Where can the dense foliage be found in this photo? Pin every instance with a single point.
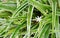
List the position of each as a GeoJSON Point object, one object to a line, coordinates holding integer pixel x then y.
{"type": "Point", "coordinates": [29, 18]}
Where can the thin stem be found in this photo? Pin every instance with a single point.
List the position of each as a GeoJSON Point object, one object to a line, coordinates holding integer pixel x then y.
{"type": "Point", "coordinates": [29, 16]}
{"type": "Point", "coordinates": [54, 5]}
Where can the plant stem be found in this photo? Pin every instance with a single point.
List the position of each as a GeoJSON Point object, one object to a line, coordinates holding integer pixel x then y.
{"type": "Point", "coordinates": [29, 16]}
{"type": "Point", "coordinates": [54, 5]}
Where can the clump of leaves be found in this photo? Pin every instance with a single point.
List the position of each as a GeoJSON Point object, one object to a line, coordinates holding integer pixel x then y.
{"type": "Point", "coordinates": [29, 19]}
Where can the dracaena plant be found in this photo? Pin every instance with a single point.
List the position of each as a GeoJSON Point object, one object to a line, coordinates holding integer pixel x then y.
_ _ _ _ _ _ _
**Directive**
Please recast all the items above as a Markdown table with two columns, Row and Line, giving each line its own numbered row and skipping blank lines. Leave the pictures out.

**Output for this exercise**
| Row | Line |
|---|---|
| 1 | Where can the dense foliage be found in this photo? Pin every instance with a single point. |
| 2 | List the position of each as a GeoJSON Point object, one object to a line, coordinates holding integer pixel x then y. |
| 3 | {"type": "Point", "coordinates": [29, 18]} |
| 4 | Where can the thin stem be found in this photo? Pin every instance with a single point. |
| 5 | List the position of each as a GeoJSON Point object, one object to a line, coordinates holding integer pixel x then y. |
| 6 | {"type": "Point", "coordinates": [29, 16]} |
| 7 | {"type": "Point", "coordinates": [54, 5]} |
| 8 | Where can the plant stem be found in this photo? Pin every instance with a single point. |
| 9 | List the position of each as a GeoJSON Point object, one object to a line, coordinates holding integer pixel x then y. |
| 10 | {"type": "Point", "coordinates": [29, 16]} |
| 11 | {"type": "Point", "coordinates": [54, 5]} |
| 12 | Where can the clump of leaves be found in this photo? Pin every instance with a single point. |
| 13 | List the position of each as a GeoJSON Point object, one object to a line, coordinates holding integer pixel x then y. |
| 14 | {"type": "Point", "coordinates": [29, 19]} |
| 15 | Where can the dracaena plant be found in this photo? Pin every instance with a single point. |
| 16 | List the position of each as a GeoJSON Point object, one object to a line, coordinates holding integer pixel x then y. |